(REQUIRED TASK):
Copy out the data word for word, from the line containing "the fish head" through the end, with both ends included.

(SUPPLIED ENTRIES):
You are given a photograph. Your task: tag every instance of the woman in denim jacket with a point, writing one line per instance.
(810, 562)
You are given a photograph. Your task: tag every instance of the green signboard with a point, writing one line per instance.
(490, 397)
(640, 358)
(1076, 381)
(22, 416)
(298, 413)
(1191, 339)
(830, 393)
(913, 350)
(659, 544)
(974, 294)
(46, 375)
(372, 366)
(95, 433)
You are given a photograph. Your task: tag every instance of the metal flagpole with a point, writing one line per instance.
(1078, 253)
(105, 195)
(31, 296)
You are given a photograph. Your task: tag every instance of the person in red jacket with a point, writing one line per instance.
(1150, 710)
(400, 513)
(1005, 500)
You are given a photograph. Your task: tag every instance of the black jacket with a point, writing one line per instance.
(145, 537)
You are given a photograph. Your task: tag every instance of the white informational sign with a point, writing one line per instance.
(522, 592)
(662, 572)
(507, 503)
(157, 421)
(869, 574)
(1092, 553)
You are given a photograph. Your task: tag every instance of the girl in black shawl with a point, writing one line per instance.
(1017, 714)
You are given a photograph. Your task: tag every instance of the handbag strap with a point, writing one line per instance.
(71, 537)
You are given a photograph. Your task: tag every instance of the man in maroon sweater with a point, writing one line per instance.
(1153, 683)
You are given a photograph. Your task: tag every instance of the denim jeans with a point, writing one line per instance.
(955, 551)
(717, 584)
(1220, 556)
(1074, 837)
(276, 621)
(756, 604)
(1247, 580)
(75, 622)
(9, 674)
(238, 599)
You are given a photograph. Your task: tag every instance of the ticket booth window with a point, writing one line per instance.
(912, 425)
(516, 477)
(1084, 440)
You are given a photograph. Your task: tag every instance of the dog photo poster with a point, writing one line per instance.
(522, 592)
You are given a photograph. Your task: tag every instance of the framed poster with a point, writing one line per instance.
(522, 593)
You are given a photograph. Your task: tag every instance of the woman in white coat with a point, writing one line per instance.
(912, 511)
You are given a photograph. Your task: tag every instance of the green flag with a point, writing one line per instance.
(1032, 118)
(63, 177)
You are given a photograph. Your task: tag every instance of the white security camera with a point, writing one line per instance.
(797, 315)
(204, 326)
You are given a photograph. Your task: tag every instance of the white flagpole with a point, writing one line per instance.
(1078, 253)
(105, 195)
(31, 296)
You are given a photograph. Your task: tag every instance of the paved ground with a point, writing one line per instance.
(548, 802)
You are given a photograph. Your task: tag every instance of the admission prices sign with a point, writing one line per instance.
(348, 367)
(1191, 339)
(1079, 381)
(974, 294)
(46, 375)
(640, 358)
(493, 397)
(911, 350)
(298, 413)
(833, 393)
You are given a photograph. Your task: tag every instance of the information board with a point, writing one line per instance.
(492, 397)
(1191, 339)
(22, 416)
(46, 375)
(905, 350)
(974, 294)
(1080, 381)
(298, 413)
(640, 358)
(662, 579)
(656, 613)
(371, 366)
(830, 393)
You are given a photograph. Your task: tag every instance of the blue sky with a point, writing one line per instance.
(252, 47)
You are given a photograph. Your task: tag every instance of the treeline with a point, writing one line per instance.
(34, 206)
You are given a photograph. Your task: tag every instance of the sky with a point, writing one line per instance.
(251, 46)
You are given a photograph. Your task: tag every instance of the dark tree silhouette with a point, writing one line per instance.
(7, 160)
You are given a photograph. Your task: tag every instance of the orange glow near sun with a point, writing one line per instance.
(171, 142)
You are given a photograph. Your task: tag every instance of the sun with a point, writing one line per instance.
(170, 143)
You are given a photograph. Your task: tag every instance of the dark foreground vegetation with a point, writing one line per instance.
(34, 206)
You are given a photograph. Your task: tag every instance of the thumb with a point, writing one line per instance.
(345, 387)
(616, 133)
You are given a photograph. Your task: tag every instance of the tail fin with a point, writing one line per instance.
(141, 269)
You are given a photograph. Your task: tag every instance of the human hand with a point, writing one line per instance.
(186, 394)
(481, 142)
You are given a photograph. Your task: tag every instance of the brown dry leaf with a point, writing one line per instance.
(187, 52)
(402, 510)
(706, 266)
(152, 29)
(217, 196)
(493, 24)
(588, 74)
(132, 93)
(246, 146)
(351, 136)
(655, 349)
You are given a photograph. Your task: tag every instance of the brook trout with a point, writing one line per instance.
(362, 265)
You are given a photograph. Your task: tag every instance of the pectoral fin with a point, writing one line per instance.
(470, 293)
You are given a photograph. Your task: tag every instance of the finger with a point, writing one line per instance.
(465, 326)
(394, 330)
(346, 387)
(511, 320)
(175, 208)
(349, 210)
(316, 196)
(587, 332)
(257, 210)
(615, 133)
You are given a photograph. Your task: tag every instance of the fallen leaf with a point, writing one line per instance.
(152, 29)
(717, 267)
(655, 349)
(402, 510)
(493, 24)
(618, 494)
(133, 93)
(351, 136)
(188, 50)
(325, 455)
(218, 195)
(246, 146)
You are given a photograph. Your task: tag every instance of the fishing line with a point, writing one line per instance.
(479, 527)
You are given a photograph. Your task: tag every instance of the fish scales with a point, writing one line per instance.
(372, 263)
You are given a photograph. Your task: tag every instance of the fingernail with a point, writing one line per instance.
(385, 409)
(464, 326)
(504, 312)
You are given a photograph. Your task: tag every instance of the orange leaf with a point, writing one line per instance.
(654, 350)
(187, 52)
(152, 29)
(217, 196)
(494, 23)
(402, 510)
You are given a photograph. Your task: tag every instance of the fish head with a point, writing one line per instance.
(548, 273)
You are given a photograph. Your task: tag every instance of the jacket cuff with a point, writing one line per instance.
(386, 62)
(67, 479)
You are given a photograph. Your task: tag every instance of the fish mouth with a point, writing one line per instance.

(RESULT OF THE EXERCISE):
You are given a photograph. Your task: tag every instance of the fish head with a point, writing one line per instance.
(548, 273)
You are given a photograph. Your task: tag every instance of the jacket cuff with a point, writing one line per instance.
(386, 62)
(67, 479)
You are given a photograph. Your task: tag every instance of the fish mouth with a point, writing one line per instance.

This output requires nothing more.